● **KUTIPAN SUMBER**
_ _ _ _ _ _ _

Masyarakat dan hukum adalah dua sisi yang berhubungan
erat. Kehidupan bermasyarakat pun tidak selamanya berjalan dengan lancar dan
untuk menertibkan kehidupan masyarakat itulah disusun norma-norma yang kemudian
berkembang menjadi suatu aturan-aturan yang mengikat dan mempunyai sanksi bagi
yang melanggarnya yang dikenal dengan istilah hukum. Sanksi ini bisa berbentuk
sanksi pidana yang dimaksudkan sebagai
upaya untuk menjerakan para pelaku kejahatan dan mencegah orang lain berbuat
sama.
Penjatuhan pidana atau pemidanaan (sentencing) adalah dalam rangka memenuhi pergaulan hidup yang baik.
Sanksi pidana dapat bertindak dan berlaku sebagai aturan utama (primary rules) akan tetapi bukan
semata-mata dimaksudkan sebagai pembalasan dendam terhadap perlakuan orang-orang
yang melanggar hukum melainkan sebagai ultimum
remedium.dan juga upaya pemberian pengayoman atau perlindungan kepada
masyarakat dan bimbingan kepada terpidana untuk sadar hukum atau insyaf supaya
dapat menjadi anggota masyarakat yang baik [1]
Sistem Peradilan Pidana adalah suatu sistem untuk
menangulangi kejahatan di dalam masyarakat. Penanggulangan kejahatan di
masyarakat berhubungan dengan penegakkan hukum. Sedangkan Penegakkan Hukum
selalu diidentikan dengan Penegak Hukum itu sendiri dalam hal ini adalah
Polisi, Jaksa dan Hakim yang bermuara pada Peradilan.

_ _ _ _ _ _ _

● **BARIS DATA**

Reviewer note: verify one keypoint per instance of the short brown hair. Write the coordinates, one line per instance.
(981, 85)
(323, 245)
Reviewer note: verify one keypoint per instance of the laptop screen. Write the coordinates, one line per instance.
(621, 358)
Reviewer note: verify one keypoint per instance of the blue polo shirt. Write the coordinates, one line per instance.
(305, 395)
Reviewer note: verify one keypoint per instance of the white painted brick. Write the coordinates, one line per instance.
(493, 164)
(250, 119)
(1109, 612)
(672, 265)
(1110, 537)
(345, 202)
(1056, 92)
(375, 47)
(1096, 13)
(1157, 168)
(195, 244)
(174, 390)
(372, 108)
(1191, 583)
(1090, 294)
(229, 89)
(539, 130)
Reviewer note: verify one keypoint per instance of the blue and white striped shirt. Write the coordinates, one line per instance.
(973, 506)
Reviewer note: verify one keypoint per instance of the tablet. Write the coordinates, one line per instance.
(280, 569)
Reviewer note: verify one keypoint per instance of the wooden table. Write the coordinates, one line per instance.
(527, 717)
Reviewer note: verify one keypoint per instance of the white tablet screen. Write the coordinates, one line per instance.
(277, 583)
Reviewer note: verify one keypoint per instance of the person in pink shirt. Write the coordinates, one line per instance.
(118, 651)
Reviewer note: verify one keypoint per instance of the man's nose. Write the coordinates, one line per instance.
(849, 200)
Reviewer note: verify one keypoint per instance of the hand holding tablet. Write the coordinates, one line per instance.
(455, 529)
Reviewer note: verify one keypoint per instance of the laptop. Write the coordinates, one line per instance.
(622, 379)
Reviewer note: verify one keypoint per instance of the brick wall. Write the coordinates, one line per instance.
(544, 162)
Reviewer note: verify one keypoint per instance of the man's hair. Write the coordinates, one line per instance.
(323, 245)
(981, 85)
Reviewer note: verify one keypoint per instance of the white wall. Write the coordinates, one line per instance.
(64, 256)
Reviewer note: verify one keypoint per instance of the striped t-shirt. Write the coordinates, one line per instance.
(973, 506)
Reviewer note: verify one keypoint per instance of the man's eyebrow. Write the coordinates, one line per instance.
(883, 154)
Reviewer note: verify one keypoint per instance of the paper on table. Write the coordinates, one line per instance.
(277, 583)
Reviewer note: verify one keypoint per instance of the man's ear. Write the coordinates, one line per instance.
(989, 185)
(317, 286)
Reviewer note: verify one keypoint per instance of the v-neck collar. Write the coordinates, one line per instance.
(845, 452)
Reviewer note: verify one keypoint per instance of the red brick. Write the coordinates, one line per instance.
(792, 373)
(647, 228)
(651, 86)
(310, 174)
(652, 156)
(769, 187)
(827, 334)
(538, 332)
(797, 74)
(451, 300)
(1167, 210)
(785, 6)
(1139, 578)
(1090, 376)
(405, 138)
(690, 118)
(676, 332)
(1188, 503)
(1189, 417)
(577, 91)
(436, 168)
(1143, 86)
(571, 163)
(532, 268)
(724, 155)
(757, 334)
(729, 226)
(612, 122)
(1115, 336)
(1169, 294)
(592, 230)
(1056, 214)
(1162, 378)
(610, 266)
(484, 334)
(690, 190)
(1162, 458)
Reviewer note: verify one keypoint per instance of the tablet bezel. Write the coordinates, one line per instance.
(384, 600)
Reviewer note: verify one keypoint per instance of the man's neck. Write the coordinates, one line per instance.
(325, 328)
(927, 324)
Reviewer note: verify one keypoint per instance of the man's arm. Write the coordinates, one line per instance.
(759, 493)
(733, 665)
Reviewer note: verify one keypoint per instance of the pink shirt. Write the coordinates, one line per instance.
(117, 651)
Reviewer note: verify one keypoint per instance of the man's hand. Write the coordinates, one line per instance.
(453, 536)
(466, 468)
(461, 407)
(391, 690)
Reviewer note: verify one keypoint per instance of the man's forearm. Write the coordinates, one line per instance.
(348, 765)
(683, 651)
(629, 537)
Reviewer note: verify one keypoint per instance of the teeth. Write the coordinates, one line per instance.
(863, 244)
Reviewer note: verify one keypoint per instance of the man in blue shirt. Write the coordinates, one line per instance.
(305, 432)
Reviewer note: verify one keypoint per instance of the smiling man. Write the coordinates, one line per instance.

_ _ _ _ _ _ _

● **YANG AKAN DIKERJAKAN**
**A)** Terjemahkan kalimat berikut dari kutipan tentang masyarakat dan hukum ke dalam bahasa Inggris: "Penanggulangan kejahatan di masyarakat berhubungan dengan penegakkan hukum."
**B)** Tuliskan tanpa perubahan bagian kutipan tentang masyarakat dan hukum mulai dari kata-kata "Masyarakat dan hukum" hingga kata-kata "hidup yang baik.", dengan kedua bagian tersebut ikut disertakan.
Baris-baris tersebut diambil dari sumber yang berbeda.

● **JAWABAN TIAP TUGAS**
**A)** Crime prevention in society is related to law enforcement.

**B)**
Masyarakat dan hukum adalah dua sisi yang berhubungan
erat. Kehidupan bermasyarakat pun tidak selamanya berjalan dengan lancar dan
untuk menertibkan kehidupan masyarakat itulah disusun norma-norma yang kemudian
berkembang menjadi suatu aturan-aturan yang mengikat dan mempunyai sanksi bagi
yang melanggarnya yang dikenal dengan istilah hukum. Sanksi ini bisa berbentuk
sanksi pidana yang dimaksudkan sebagai
upaya untuk menjerakan para pelaku kejahatan dan mencegah orang lain berbuat
sama.
Penjatuhan pidana atau pemidanaan (sentencing) adalah dalam rangka memenuhi pergaulan hidup yang baik.